═════ Data for the task ═════
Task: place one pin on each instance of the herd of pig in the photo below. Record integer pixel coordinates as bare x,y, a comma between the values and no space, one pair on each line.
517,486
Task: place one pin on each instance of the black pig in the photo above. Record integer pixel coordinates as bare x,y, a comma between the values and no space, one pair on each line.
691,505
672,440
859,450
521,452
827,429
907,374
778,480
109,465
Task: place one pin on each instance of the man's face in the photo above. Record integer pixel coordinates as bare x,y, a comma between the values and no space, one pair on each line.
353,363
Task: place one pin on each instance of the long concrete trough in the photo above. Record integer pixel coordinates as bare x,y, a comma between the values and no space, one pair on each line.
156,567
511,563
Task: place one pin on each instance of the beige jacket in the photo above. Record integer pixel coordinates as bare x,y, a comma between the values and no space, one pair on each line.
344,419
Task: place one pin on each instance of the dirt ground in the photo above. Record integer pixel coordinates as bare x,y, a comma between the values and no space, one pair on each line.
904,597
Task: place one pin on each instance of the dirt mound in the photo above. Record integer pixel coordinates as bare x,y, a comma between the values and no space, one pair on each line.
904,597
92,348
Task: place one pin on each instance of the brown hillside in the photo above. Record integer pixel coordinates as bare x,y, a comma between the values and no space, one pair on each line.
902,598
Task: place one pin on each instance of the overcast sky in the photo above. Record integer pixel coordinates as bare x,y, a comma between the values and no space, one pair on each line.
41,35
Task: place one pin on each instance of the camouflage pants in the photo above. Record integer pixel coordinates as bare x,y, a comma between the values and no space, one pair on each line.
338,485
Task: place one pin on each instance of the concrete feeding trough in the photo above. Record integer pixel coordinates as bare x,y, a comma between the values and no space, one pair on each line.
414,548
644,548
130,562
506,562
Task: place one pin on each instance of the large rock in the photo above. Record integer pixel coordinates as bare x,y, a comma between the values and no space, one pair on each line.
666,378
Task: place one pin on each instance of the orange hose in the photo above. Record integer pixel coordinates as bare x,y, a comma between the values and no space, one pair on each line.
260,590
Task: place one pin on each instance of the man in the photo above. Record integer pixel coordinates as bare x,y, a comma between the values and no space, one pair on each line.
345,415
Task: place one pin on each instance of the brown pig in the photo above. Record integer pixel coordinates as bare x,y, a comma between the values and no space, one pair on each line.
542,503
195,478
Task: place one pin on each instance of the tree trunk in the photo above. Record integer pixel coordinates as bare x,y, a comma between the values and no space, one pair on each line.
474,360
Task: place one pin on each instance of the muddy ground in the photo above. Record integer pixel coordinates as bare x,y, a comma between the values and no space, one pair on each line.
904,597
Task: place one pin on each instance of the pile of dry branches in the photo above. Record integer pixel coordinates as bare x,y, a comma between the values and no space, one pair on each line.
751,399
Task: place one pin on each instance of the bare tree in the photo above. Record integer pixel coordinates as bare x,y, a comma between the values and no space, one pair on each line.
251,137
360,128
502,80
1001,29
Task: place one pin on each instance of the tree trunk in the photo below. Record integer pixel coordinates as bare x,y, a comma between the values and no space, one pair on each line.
═════
Word for word, copy out the entries.

Task: place one pin on each instance of the herd of pig in the photo below. Record integer pixel coordinates as bare x,y, a comma between the values and no space, one pair on each line.
517,486
Task: place one pin on each instance of the black pig in the photo above. Record integer pixel coordinates as bare x,y, a comma between the values and no space, one pair on each line.
691,505
672,440
859,450
521,452
827,429
907,374
778,480
109,465
Task: place one pin on each instance of the man's face in the photo above. Record integer pixel coordinates as bare x,y, a comma between the values and no space, one pair on each line.
353,363
Task: place one pin on each instance of the long concrete trough in the photo above. Record integer pixel coordinates as bare x,y, a comma between the values and no space, one pair on each line.
156,567
511,563
Task: place one pin on each instance of the beige jacket in the photo above. Record integer pixel coordinates as bare x,y, a comma between the values and no space, one pair on each line.
344,419
Task: place one pin on each instance of the dirt ground in the photo above. Record integer pixel coordinates as bare x,y, a comma between the values and no space, one pair on each line.
904,597
Task: place one pin on each instance of the dirt mound in the photo above. Record integer pixel coordinates as bare x,y, a comma between the values and no space, one pair on each line.
904,597
92,348
Task: place one pin on each instance of the brown hillside in the photo above. Record integer pixel coordinates as bare x,y, a comma between the values and no space, one pair on each line.
902,598
Task: place one pin on each instance of the overcast sky in the photo above. Record integer pixel coordinates as bare x,y, a comma between the values and no space, one pair on each line.
41,35
Task: place one pin on each instance of the camouflage pants in the photo above. Record integer pixel coordinates as bare x,y, a comma between the values and no space, one pair on each line.
338,485
Task: place one pin on each instance of the concrete feeding trough in the photo above. Record integer pixel coordinates as bare x,y, a comma between the values and no space, one pair on each line.
414,548
644,548
130,562
506,562
Task: place one pin on each instance of the large rock in the photo above. Record integer pixel coordinates as bare x,y, a comma between the values and no space, one pair on each line.
666,378
Task: place one pin on each instance of the orange hose in the photo above. Record integer pixel coordinates as bare x,y, a comma between the values and no space, one pair on each line.
260,590
Task: place one pin on each instance of the man in the photo above. Record integer pixel coordinates as bare x,y, a comma between the values and no space, one pair on each line.
345,415
Task: place one pin on each instance of the brown pig in the photo above. Record integer pixel coordinates as bare x,y, a comma between the values and no space, one pair on each line.
542,503
195,478
Task: place one pin on each instance of the tree trunk in the photo above. Record integer pixel coordinates as bare x,y, a comma between the values and no space, one pair on each line.
474,360
Task: place one pin on each instance of the muddy ground in the photo above. Record integer pixel coordinates as bare x,y, a comma between the values and no space, one pair on each line.
904,597
Task: place one pin on each instance of the pile of dry branches in the photo above. Record integer pixel coordinates as bare x,y, a comma between the values and no space, one pair on each line.
751,399
Task: place one pin on each instance of the bare tree in the photo above. Record integer pixel coordinates as bare x,y, a comma between the values and no space, one pair on each line.
251,137
360,128
502,80
1001,29
Task: place one pin on each instance of the tree trunk in the photo below. Record integer pixel coordinates as bare x,y, a comma between the values and no space, one pair on each line.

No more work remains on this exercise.